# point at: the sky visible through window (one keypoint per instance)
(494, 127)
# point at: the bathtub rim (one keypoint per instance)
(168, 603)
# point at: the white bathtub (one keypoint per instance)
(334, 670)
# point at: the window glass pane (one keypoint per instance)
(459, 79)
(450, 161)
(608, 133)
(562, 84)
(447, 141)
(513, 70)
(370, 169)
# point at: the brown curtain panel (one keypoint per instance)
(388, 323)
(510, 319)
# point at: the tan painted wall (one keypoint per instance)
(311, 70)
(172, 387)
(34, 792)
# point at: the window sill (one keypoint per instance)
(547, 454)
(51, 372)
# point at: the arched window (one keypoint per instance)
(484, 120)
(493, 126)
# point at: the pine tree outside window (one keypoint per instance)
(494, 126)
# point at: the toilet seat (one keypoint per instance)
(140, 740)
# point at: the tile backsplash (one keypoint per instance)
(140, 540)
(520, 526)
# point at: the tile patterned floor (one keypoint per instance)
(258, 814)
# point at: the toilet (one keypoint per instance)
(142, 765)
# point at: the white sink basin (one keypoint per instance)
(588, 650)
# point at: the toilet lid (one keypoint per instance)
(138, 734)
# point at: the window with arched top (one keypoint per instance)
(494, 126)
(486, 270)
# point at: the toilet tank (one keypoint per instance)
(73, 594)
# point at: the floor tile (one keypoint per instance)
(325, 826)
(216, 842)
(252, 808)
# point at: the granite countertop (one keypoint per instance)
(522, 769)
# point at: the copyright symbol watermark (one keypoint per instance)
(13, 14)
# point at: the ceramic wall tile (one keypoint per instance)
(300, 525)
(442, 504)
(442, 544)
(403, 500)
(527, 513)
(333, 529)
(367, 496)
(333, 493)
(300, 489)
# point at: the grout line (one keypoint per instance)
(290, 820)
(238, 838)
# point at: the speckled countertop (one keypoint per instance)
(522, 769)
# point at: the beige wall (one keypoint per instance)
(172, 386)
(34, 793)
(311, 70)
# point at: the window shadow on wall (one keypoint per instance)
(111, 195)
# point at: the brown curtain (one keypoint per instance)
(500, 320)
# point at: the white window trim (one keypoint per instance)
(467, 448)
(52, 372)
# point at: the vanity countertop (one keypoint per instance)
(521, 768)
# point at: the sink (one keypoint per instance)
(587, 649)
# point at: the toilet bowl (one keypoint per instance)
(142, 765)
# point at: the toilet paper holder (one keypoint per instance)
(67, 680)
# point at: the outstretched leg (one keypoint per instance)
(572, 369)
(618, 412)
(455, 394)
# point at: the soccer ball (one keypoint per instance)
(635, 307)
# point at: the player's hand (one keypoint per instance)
=-=-=
● **What you will do**: Could you rewrite every line, from the line with "# point at: the grout" up to and including the last line of the records, shifting each number in the point coordinates up by 60 and keeping the lines that begin with # as they are?

● **Solution**:
# point at: the grout line (one keypoint per instance)
(350, 880)
(298, 898)
# point at: the speckled countertop (one keypoint per instance)
(582, 829)
# point at: the beige wall (one keypoint per instance)
(232, 446)
(94, 853)
(371, 130)
# point at: the window shadow on wall (one keypoint per instance)
(171, 255)
# point at: the brown curtain (one keypoint per instance)
(560, 380)
# point at: the white window trim (one keypoint per instance)
(527, 508)
(112, 432)
# point at: the vanity countertop (one keypoint per instance)
(581, 828)
# point at: the sink (one keypoint per instance)
(647, 709)
# point at: the toilet bowl (one keypoint per instance)
(202, 825)
# point at: the toilet paper holder (one keypoint per instance)
(127, 740)
# point at: the outstretched leg (one keypoint per instance)
(632, 429)
(678, 472)
(515, 454)
# point at: the soccer ball (one keypoint per instance)
(695, 367)
# point at: the player's hand (one keypoint per instance)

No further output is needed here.